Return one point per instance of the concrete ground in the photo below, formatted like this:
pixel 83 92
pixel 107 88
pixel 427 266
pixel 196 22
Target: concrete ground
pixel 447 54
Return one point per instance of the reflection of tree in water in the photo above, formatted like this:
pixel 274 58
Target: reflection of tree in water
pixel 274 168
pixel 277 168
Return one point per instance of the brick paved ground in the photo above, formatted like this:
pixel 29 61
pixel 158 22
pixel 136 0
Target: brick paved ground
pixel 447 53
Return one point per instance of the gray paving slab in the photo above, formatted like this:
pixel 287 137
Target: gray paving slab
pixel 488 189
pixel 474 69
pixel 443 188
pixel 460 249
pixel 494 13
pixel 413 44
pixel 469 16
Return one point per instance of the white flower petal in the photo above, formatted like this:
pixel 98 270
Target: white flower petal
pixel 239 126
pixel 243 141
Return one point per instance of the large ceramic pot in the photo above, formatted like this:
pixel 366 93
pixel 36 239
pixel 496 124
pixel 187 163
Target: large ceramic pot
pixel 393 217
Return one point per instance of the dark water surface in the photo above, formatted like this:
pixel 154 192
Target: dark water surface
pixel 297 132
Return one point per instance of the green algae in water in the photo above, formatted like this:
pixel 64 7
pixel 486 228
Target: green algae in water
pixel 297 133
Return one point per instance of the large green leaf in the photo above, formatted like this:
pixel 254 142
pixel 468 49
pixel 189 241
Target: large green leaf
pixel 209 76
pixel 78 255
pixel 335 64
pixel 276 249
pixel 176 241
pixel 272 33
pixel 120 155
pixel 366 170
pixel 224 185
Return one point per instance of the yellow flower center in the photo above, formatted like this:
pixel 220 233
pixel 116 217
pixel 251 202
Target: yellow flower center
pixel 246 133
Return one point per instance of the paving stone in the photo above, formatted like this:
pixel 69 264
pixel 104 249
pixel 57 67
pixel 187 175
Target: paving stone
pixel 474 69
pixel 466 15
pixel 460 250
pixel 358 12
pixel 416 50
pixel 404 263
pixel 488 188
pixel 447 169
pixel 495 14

******************************

- Prompt: Reproduce the data unchanged, starting with the line that contains "Return one point per instance of the yellow" and stopping after the line that contains "pixel 246 133".

- Solution for this exercise:
Return one point per instance of the yellow flower center in the photo above, formatted like this:
pixel 220 233
pixel 116 217
pixel 251 202
Target: yellow flower center
pixel 246 133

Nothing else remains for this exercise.